▸ **Trecho do documento**:
........

Não! O dia 24 de fevereiro de 2022 provou que não vivemos o fim da história, ao contrário do que preconizava o cientista político e economista americano, Francis Fukuyama. A Rússia, herdeira dos arsenais nucleares da extinta União das Repúblicas Socialistas Soviéticas (URSS), ressurgida de vários fracassos econômicos e políticos dos anos 1990, sob o tacão do ex-presidente Boris Yeltsin, há muito deixou claro que se opõe à expansão da Organização do Tratado do Atlântico Norte (OTAN) em direção às suas fronteiras.
A Federação Russa, governada desde o ano 2000 pelo ex-tenente-coronel da extinta KGB (atual FSB) Vladimir Putin, observou o que estava acontecendo na vizinha Ucrânia, uma república governada por oligarcas russofóbicos de extrema-direita e aliados de Washington. Mais: Kiev tem como mandatário um comediante, Volodymyr Zelenskyy, cujo principal projeto político para seu empobrecido país é de integrar a OTAN, a exemplo das ex-Repúblicas Soviéticas do Báltico (Estônio, Lituânia e Letônia) e dos ex-signatários do Pacto de Varsóvia (Bulgária, Romênia, Polônia, República Checa e Hungria dentre outros).

........

▸ **Material da tarefa**:
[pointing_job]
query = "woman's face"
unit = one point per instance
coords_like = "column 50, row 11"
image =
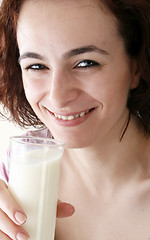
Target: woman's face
column 75, row 71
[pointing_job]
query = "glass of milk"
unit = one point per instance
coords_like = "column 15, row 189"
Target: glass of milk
column 34, row 180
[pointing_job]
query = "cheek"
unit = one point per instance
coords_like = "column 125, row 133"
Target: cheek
column 34, row 91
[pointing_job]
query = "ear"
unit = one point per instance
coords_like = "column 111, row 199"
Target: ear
column 135, row 74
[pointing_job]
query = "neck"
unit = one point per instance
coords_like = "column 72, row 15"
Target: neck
column 114, row 161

........

▸ **Tarefa do exercício A**: Disponha em lista numerada, sem as linhas em branco, as linhas dos registros, começando pela primeira delas e indo até a linha com "column 34, row 91", com as duas pontas incluídas. Deixe as imagens de fora da resposta.
▸ **Tarefa do exercício B**: Prossiga com o texto sobre a Rússia, a OTAN e a Ucrânia a partir do ponto em que ele termina.

▸ **Resultado A**:
1. [pointing_job]
2. query = "woman's face"
3. unit = one point per instance
4. coords_like = "column 50, row 11"
5. image =
6. Target: woman's face
7. column 75, row 71
8. [pointing_job]
9. query = "glass of milk"
10. unit = one point per instance
11. coords_like = "column 15, row 189"
12. Target: glass of milk
13. column 34, row 180
14. [pointing_job]
15. query = "cheek"
16. unit = one point per instance
17. coords_like = "column 125, row 133"
18. Target: cheek
19. column 34, row 91

▸ **Resultado B**:
A Revolução Ucraniana de 2014, também chamada ‘Revolução Laranja’, teve início em Kiev a partir de violentas manifestações de protesto, conhecidas como Euromaidan, contra o governo do presidente eleito, Viktor Yanukovych, um aliado de Putin e contrário à adesão da Ucrânia na OTAN e na União Europeia.
Os distúrbios, financiado por congressistas americanos e falcões da CIA, rapidamente se intensificaram, levando à deposição de Yanukovytch e à instalação, alguns dias mais tarde, de um governo interino, apoiado por grupos de extrema-direita e de inclinação nazifascistas, seguidores de Stepan Bandera, um colaboracionista dos nazistas quando da invasão das tropas de Hitler na União Soviética, na Segunda Guerra Mundial (1939-1945). O presidente deposto refugiou-se na Rússia. Como punição, Putin ordenou que suas forças militares anexassem a Crimeia, Pensísula no Mar Negro, em que se situa a base naval russa de Sebastopol.
A Rússia começou sua operação militar do dia 24 de fevereiro de 2022, com mísseis balísticos (9K720 Iskander), de cruzeiro (3M-54 Kalibr) e ataques aéreos rápidos e precisos em aeródromos ucranianos, sistemas de radar, locais de abastecimento, nós de comunicação, quartéis-generais militares e outros alvos de importância de combate. Além disso, para-quedistas e forças especiais russas desembarcaram atrás das linhas ucranianas e em cima de objetivos importantes, todos combinados com artilharia e ataques com foguetes.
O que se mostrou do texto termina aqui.